Point annotation dataset records
--*--

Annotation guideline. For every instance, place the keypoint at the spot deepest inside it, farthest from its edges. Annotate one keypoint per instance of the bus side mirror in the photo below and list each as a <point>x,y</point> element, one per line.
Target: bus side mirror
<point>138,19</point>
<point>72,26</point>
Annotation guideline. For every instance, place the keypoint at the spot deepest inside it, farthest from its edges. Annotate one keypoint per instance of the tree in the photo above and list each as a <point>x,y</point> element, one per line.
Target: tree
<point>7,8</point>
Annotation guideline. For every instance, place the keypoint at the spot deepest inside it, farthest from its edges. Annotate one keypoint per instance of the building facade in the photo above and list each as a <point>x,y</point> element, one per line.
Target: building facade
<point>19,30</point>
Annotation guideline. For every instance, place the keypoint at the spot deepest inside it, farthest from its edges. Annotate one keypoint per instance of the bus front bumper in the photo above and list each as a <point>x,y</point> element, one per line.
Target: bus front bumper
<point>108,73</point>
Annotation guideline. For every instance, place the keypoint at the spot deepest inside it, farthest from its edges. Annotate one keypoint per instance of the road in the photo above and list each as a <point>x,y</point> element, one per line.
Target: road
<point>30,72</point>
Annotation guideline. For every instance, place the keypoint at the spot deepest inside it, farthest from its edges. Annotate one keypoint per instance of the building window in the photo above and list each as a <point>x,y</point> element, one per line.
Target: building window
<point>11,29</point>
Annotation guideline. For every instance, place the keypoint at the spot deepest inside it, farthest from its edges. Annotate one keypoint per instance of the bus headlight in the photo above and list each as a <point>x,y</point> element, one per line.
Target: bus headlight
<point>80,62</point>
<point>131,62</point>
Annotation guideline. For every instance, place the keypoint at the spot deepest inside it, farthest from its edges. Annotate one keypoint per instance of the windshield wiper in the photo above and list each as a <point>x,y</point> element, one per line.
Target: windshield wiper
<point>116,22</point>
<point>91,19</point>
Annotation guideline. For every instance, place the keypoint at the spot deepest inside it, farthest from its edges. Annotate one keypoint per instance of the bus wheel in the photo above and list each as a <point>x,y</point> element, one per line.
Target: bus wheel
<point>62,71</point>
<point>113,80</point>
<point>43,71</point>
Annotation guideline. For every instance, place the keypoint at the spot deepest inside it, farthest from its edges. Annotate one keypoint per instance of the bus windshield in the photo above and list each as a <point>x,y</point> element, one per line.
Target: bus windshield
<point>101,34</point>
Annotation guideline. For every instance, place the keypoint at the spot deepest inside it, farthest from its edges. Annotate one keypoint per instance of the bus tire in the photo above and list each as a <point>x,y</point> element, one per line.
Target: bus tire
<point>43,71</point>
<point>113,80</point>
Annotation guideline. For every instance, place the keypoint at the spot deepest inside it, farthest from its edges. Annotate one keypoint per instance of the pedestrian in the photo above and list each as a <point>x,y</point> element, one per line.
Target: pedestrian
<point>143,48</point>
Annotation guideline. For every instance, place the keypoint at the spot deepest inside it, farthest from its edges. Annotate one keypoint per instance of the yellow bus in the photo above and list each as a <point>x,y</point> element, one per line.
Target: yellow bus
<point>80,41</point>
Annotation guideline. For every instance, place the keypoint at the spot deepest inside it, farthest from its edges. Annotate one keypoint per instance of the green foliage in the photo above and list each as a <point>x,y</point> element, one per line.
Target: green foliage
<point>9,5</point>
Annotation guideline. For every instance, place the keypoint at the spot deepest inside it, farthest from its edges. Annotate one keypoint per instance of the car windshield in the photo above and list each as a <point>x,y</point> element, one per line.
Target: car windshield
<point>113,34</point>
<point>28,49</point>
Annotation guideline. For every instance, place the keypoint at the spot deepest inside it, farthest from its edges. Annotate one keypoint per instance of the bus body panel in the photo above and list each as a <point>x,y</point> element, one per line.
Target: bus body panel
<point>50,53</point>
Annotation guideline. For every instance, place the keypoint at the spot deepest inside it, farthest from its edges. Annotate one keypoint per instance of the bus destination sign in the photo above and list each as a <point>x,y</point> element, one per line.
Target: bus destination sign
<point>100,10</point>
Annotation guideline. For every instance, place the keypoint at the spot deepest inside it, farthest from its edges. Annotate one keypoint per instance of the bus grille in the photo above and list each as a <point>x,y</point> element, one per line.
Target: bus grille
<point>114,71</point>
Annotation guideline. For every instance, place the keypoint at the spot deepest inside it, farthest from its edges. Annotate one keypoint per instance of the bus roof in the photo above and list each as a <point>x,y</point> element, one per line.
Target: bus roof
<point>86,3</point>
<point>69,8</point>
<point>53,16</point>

--*--

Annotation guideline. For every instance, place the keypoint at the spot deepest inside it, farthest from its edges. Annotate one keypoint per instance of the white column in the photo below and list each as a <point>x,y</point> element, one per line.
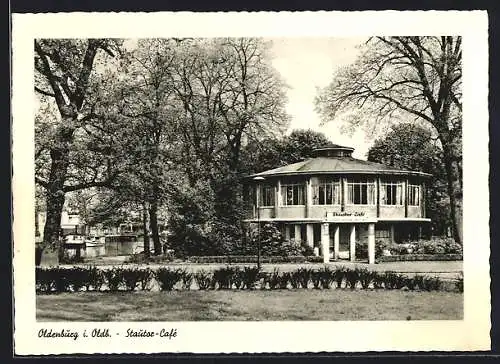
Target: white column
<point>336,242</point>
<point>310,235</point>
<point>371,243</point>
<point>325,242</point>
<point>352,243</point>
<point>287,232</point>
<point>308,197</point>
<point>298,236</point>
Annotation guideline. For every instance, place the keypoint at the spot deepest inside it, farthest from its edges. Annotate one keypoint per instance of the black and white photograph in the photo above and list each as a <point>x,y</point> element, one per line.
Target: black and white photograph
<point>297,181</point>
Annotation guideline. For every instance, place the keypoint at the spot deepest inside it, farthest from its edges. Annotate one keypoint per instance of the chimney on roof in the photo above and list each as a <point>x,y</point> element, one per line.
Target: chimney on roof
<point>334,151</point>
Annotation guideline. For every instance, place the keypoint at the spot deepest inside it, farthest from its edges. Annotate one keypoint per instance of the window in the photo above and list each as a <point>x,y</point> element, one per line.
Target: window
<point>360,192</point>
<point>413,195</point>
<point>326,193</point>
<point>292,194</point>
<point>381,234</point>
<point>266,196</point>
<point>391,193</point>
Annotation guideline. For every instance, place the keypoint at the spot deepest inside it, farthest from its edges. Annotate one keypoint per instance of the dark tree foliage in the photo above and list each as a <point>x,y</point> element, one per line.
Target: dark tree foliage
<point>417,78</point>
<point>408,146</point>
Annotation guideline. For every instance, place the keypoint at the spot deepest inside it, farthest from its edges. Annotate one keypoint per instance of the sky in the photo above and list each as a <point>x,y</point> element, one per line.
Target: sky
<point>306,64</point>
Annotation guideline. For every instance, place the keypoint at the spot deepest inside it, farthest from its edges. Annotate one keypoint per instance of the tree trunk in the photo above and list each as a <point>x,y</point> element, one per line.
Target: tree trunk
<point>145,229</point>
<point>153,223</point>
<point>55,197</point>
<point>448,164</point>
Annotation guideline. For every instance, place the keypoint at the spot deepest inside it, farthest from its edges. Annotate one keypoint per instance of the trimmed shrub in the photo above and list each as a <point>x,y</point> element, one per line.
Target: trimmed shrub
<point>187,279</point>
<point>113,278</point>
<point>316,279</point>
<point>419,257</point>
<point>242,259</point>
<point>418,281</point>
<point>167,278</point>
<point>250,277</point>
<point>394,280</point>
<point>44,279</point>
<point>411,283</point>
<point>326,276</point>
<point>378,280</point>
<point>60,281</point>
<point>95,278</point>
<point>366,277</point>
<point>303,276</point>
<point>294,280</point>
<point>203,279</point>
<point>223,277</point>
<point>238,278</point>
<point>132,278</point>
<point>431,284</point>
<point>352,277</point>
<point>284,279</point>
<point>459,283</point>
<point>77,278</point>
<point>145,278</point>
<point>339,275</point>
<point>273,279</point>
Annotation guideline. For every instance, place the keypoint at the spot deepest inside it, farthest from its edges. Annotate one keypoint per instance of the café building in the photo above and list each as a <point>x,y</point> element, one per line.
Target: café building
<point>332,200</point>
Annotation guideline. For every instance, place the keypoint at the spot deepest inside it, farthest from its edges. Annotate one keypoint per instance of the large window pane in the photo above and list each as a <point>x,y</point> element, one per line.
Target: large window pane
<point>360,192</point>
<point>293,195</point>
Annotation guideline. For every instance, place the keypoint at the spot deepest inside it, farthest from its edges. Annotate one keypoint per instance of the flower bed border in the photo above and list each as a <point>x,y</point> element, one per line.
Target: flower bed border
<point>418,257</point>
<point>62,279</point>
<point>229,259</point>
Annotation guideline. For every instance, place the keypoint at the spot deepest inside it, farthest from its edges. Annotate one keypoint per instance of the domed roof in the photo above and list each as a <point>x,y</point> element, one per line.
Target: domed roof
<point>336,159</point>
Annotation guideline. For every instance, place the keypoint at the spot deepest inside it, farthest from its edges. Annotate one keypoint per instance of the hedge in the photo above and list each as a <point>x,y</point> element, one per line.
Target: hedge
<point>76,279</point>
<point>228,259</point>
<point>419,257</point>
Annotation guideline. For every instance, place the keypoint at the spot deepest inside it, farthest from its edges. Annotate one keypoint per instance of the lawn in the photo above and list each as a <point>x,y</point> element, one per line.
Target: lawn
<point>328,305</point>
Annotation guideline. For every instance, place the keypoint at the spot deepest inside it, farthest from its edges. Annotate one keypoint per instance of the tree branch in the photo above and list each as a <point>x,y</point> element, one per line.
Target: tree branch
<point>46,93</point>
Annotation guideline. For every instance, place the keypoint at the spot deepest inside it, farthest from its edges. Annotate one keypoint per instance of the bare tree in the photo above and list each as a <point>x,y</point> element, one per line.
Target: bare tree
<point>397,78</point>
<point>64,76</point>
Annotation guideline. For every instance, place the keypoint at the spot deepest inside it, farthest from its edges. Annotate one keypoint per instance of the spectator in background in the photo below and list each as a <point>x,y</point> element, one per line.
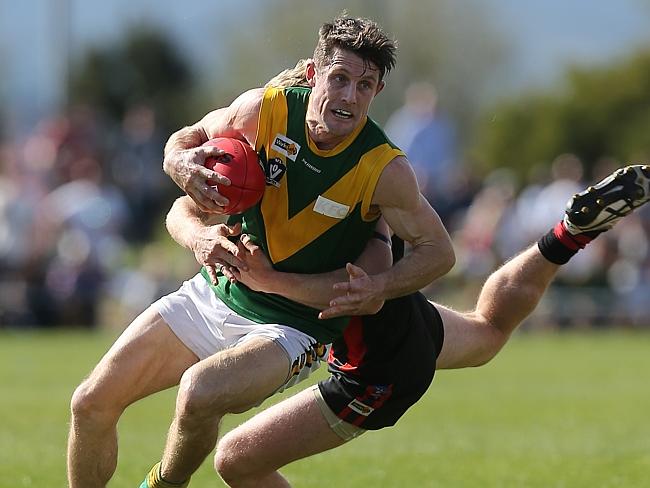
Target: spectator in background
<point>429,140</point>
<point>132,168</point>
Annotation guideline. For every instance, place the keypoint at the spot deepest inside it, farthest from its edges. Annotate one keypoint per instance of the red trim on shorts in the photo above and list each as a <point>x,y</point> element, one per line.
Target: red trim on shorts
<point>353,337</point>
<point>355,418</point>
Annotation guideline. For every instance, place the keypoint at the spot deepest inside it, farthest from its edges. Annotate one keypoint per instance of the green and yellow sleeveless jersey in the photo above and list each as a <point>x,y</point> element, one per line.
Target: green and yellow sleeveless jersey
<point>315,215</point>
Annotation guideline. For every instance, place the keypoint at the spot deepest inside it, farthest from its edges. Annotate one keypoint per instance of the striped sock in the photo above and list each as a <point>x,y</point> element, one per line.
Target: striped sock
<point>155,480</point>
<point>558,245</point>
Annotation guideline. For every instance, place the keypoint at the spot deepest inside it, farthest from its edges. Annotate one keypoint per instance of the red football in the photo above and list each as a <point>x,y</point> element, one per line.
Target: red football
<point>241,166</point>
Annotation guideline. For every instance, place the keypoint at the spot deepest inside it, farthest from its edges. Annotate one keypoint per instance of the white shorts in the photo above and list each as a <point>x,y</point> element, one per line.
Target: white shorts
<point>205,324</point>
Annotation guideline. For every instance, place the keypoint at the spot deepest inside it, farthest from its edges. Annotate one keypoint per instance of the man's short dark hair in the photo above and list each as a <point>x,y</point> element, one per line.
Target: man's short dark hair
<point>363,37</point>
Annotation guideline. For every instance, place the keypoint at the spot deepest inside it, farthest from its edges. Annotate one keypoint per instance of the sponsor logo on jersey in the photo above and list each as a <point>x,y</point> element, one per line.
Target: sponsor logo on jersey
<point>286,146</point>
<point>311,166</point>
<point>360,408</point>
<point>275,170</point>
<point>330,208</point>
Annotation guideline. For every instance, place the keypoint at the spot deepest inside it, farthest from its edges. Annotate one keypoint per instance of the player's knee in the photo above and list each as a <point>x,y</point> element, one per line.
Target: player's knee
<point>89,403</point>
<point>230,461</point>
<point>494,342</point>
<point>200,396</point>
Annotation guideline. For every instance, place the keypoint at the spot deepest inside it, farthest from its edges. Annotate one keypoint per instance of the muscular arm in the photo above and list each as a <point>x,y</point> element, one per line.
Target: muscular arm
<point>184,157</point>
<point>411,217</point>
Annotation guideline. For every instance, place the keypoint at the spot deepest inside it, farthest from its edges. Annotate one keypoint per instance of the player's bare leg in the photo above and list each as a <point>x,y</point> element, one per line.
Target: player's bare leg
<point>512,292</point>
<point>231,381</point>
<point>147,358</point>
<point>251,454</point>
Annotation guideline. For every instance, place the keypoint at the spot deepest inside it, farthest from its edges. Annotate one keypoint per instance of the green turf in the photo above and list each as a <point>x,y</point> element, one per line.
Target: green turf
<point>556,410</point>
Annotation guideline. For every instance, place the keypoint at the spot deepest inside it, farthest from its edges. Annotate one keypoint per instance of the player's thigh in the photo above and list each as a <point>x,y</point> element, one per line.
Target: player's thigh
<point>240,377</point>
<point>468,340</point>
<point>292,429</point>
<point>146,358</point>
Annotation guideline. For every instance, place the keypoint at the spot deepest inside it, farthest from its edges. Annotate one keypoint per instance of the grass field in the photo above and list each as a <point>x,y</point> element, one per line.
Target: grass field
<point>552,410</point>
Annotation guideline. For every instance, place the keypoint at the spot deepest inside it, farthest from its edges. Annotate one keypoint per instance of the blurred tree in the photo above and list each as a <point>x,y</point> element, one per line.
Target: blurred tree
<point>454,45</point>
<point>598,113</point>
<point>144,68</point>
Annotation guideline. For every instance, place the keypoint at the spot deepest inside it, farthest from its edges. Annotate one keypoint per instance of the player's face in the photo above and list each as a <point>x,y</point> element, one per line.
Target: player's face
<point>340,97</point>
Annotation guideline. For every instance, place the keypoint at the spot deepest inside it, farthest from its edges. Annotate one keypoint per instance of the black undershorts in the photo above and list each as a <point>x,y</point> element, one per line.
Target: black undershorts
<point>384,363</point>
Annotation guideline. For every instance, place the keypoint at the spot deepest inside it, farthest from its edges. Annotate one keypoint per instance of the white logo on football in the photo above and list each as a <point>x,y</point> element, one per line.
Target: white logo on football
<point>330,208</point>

--*--

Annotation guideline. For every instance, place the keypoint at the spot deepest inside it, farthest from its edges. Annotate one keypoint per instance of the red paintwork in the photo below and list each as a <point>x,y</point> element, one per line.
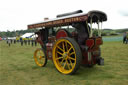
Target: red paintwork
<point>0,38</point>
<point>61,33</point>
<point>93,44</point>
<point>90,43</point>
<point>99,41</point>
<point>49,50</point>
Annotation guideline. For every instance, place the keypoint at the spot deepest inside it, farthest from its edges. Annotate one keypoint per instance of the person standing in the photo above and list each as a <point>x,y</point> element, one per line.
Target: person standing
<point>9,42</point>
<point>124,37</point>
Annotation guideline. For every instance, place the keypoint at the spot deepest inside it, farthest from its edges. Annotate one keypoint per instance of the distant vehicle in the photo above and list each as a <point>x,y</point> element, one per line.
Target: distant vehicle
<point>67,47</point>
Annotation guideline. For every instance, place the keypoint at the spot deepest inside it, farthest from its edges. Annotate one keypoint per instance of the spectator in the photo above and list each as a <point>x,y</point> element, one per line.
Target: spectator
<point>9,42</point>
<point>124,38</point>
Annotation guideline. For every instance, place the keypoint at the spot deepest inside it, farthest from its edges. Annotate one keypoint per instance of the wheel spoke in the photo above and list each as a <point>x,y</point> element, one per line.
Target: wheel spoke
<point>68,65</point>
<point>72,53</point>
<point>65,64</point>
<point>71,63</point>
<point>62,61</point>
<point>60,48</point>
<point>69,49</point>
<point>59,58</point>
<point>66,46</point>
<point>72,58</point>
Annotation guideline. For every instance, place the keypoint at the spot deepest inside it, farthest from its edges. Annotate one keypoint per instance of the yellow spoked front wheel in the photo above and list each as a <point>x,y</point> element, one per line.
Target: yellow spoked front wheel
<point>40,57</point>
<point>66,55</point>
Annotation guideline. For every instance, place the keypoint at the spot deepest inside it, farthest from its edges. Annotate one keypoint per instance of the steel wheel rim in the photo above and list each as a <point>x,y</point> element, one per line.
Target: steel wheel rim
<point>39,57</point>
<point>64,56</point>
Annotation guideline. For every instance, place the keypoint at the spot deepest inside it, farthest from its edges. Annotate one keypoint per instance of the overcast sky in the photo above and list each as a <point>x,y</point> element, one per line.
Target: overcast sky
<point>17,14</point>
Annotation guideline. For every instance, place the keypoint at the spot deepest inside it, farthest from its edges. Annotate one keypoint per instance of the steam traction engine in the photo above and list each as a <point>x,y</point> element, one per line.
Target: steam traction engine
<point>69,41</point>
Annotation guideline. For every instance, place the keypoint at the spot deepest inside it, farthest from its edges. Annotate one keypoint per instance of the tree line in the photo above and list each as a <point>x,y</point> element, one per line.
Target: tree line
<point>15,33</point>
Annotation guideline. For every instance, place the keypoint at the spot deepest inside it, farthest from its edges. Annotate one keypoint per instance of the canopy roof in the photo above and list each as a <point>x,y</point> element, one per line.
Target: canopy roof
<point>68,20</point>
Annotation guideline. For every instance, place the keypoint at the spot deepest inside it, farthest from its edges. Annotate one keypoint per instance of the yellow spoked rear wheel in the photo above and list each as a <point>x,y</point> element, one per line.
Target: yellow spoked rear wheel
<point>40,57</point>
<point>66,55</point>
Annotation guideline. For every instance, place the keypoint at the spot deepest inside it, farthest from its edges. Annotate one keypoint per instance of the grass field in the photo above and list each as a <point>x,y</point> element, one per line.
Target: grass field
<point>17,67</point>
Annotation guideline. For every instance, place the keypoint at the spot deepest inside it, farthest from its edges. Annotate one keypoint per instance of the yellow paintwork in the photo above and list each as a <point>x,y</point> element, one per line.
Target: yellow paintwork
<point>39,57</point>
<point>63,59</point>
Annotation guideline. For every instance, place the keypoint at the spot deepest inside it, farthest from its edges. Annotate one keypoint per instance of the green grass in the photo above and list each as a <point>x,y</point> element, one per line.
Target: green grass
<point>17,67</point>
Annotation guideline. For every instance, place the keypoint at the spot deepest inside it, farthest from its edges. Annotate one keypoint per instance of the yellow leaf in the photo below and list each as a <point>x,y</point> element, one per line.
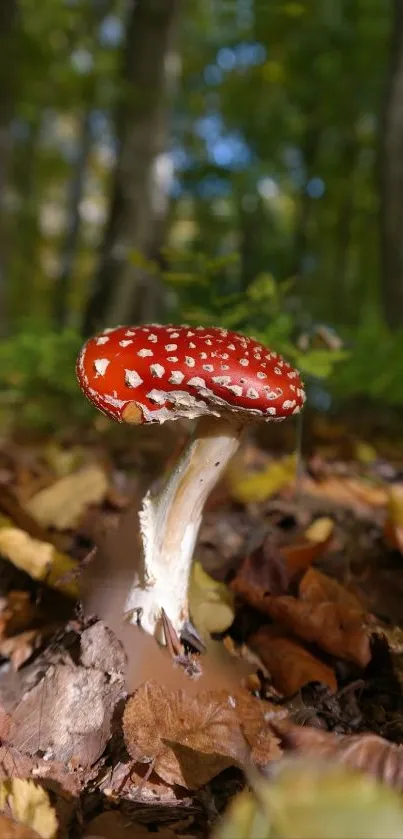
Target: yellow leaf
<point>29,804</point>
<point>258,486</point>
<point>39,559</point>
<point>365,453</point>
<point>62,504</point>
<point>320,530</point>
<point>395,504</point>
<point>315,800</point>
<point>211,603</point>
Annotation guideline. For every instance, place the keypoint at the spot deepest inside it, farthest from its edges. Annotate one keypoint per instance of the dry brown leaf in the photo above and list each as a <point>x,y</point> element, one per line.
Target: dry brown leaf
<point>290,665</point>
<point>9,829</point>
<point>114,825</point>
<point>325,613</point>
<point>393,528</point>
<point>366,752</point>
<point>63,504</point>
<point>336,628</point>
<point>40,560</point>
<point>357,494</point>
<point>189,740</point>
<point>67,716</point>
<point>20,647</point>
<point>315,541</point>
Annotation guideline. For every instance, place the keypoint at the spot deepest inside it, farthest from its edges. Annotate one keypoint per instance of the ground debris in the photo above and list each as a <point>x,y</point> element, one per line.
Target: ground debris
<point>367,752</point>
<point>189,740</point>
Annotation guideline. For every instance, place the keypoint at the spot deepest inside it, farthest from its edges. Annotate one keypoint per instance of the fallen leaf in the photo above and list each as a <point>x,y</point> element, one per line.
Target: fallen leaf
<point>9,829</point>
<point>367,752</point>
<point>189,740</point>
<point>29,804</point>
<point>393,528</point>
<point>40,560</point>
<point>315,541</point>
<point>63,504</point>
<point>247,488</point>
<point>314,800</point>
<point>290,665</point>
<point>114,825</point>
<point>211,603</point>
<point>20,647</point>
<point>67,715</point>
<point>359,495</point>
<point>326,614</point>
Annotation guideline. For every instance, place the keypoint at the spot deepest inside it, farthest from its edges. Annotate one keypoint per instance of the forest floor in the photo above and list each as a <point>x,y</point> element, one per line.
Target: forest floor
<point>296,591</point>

--*--

» EXERCISE DIRECTIONS: Scale every point coordinate in the answers by 0.7, rounding to whole numbers with halves rounded up. Rewrite only the lines between the lines holding "the bus grille" and "<point>53,16</point>", inclusive, keeping the requests and all other text unchanged.

» CORRECT RESULT:
Annotation guideline. For every instance, place the keypoint at the spot deepest inside it, farthest from its edges. Annotate one keypoint per instance of the bus grille in the photo above and list each as a <point>x,y</point> element, one per line.
Target: bus grille
<point>80,50</point>
Annotation guideline. For every instance, place the keypoint at the spot deepest inside it, farthest from its edges. Annotate one keypoint per instance of the bus roof in the photo above and list each as a <point>x,y</point> element, one per line.
Target: bus roof
<point>60,2</point>
<point>48,6</point>
<point>37,11</point>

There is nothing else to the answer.